# TEXT BLOCK
# # #

Stage 1: port the FluxSpace edit node to our ComfyUI stack
FluxSpace operates inside Flux's joint-attention blocks. At each transformer step it routes an edit conditioning through the same MM-attention path as the base, then steers attention toward the edit direction by a scale factor s. Our port lives in custom_nodes/demographic_pc_fluxspace/__init__.py as FluxSpaceBaseMeasure (pass-through with per-block logging) and FluxSpaceEdit (scale injector). On the glasses axis with a single edit prompt, scale ∈ [0.5, 1.0] produced clean, non-collapsed edits where our own direction failed — which confirmed the bug was in our direction-extraction, not in our understanding of Flux.
The boring but load-bearing discovery: double_blocks_only=True, which the FluxSpace paper suggests as a knob for isolating edits, does not work on Flux Krea. Leaving it False and using start_percent as the identity-preservation knob is the workable configuration. Not in the paper; learned by running.

# # #

Write out the full text on porting the FluxSpace edit node, word for word.

# # #

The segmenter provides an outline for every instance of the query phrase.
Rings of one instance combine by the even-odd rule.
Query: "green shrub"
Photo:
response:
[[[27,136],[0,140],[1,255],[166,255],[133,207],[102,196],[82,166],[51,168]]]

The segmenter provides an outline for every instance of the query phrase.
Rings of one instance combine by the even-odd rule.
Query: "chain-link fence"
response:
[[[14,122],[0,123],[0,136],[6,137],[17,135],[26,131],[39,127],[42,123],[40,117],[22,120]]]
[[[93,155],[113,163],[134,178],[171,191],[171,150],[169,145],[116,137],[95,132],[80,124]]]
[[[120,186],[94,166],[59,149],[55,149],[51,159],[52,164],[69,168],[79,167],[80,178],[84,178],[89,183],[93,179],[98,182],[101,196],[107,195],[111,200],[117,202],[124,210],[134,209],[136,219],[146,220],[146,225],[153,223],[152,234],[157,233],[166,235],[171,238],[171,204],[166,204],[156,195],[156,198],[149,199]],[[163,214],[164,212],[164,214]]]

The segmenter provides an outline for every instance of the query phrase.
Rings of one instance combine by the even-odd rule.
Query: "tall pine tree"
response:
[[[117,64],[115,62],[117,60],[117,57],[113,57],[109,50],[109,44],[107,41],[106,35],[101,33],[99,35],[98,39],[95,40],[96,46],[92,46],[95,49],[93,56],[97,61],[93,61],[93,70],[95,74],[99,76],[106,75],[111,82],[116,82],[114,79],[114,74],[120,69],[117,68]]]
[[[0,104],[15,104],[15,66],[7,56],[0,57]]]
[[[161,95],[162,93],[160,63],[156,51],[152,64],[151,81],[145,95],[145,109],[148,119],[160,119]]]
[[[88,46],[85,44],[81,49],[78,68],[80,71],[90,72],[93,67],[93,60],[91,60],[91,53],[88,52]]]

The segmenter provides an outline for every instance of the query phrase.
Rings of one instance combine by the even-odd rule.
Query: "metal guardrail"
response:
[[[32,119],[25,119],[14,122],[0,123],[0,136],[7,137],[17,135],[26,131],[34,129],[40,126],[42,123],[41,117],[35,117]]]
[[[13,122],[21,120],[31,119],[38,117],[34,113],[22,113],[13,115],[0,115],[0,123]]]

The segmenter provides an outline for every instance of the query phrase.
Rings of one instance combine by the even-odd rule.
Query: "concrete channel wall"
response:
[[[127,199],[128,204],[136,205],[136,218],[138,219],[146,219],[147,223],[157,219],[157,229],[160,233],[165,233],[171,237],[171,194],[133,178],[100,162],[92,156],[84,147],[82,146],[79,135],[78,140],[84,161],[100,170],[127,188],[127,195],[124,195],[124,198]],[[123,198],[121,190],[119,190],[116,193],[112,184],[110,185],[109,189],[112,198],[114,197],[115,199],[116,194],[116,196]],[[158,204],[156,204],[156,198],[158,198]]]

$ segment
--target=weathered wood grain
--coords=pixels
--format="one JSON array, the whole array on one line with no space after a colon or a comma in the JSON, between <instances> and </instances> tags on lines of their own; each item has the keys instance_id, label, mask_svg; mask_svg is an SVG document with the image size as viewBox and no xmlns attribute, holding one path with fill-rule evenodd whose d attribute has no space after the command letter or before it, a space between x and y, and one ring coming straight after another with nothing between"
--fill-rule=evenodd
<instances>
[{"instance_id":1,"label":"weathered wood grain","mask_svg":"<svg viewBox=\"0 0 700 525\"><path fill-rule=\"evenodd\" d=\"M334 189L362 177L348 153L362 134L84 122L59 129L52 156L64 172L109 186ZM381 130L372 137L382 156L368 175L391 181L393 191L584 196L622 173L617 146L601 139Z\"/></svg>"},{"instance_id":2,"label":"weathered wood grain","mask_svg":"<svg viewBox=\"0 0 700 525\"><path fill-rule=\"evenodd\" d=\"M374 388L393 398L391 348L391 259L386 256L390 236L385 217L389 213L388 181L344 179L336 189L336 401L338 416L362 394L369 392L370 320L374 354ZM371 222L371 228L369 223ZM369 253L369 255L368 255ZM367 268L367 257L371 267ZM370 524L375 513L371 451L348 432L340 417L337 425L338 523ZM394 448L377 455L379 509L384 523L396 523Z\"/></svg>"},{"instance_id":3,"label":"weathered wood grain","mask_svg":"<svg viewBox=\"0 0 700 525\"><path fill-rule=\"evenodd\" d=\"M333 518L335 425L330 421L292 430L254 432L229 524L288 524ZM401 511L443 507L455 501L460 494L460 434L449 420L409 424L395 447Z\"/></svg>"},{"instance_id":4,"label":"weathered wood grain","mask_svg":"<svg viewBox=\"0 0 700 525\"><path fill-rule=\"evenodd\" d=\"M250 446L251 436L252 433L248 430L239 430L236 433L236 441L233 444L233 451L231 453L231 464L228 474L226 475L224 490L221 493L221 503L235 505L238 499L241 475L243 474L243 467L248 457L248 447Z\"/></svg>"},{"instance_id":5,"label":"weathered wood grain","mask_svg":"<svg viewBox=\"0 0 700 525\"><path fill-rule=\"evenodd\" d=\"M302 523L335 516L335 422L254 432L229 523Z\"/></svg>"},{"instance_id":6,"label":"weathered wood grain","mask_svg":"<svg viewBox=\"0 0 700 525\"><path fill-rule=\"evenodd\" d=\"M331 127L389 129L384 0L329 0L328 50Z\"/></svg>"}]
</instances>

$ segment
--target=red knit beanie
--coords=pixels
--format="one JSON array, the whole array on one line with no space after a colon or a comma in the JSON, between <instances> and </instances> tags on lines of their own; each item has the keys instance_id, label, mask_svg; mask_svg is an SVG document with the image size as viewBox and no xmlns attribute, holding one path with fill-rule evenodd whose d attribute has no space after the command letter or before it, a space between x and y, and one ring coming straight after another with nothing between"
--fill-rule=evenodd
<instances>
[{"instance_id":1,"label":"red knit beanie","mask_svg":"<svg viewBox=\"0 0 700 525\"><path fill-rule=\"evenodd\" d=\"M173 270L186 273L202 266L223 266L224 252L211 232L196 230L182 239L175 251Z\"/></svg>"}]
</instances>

# # #

# RESPONSE TO THIS EXERCISE
Stage 1: port the FluxSpace edit node to our ComfyUI stack
FluxSpace operates inside Flux's joint-attention blocks. At each transformer step it routes an edit conditioning through the same MM-attention path as the base, then steers attention toward the edit direction by a scale factor s. Our port lives in custom_nodes/demographic_pc_fluxspace/__init__.py as FluxSpaceBaseMeasure (pass-through with per-block logging) and FluxSpaceEdit (scale injector). On the glasses axis with a single edit prompt, scale ∈ [0.5, 1.0] produced clean, non-collapsed edits where our own direction failed — which confirmed the bug was in our direction-extraction, not in our understanding of Flux.
The boring but load-bearing discovery: double_blocks_only=True, which the FluxSpace paper suggests as a knob for isolating edits, does not work on Flux Krea. Leaving it False and using start_percent as the identity-preservation knob is the workable configuration. Not in the paper; learned by running.